Short exercise —
Copy the lines verbatim, from the first line of the records below through the line containing "[[[413,91],[406,92],[406,120],[404,126],[413,126]]]", including that line.

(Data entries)
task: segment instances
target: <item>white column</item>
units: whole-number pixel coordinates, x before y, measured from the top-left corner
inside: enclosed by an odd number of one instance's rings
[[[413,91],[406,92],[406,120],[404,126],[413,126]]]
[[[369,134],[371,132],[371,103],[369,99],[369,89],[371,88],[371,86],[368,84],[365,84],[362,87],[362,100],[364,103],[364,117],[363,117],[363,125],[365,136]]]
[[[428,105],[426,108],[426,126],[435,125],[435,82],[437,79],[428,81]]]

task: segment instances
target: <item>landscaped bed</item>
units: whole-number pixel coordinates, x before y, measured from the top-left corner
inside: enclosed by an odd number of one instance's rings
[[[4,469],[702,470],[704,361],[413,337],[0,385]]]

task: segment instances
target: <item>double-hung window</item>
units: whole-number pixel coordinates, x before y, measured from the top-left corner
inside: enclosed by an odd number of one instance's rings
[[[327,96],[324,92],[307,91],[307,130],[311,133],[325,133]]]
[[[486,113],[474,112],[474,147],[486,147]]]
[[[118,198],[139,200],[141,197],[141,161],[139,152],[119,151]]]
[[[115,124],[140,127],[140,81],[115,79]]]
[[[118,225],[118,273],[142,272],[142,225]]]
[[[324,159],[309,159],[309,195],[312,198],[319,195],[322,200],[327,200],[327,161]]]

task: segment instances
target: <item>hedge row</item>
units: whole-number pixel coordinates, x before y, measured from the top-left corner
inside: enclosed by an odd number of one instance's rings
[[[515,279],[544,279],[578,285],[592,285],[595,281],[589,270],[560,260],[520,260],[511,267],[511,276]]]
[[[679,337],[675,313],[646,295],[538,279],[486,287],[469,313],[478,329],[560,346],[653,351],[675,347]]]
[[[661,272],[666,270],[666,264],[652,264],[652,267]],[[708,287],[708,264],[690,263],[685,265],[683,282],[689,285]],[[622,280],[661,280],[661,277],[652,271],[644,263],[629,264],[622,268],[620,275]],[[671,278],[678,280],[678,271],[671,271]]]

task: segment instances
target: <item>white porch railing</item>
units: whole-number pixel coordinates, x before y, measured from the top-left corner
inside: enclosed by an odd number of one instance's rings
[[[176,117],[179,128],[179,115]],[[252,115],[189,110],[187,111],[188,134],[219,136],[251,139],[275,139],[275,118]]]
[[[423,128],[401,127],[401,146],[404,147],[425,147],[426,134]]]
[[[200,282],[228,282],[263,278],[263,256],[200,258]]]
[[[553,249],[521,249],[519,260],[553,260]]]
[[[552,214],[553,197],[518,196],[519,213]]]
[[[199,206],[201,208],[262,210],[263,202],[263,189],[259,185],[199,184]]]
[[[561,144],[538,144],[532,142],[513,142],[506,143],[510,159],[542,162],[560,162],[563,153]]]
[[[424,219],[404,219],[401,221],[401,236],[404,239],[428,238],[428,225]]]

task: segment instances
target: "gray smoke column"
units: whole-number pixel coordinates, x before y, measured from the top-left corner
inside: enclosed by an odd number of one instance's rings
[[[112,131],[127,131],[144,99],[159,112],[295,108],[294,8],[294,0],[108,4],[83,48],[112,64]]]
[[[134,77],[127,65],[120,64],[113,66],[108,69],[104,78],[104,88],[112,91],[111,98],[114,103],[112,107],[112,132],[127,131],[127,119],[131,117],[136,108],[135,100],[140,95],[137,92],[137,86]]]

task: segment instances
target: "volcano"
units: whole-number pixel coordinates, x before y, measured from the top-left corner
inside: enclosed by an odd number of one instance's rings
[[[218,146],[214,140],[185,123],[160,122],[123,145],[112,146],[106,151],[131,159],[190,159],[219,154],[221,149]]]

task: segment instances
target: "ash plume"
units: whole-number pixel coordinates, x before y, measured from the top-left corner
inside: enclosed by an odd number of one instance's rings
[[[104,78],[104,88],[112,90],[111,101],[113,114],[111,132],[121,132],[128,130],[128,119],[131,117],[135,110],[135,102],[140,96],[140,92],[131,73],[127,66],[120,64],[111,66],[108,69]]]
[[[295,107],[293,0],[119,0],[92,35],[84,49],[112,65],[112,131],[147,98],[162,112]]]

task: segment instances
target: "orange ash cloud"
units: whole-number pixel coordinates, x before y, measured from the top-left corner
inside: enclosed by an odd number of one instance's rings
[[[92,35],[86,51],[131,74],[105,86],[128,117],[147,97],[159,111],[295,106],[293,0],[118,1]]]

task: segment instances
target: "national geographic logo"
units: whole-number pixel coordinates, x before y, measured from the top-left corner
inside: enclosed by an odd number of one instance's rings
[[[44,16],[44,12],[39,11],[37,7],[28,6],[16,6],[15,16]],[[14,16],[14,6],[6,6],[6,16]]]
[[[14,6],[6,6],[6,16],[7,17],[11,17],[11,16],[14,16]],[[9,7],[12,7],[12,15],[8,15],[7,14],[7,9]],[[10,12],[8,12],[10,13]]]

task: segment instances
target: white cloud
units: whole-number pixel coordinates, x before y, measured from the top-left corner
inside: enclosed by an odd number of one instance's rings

Worked solution —
task: segment instances
target: <item>white column</item>
units: whole-number pixel coordinates, x before y, measured from the top-left corner
inside: enclosed by an odd number of one instance's rings
[[[413,91],[406,92],[406,120],[404,126],[413,126]]]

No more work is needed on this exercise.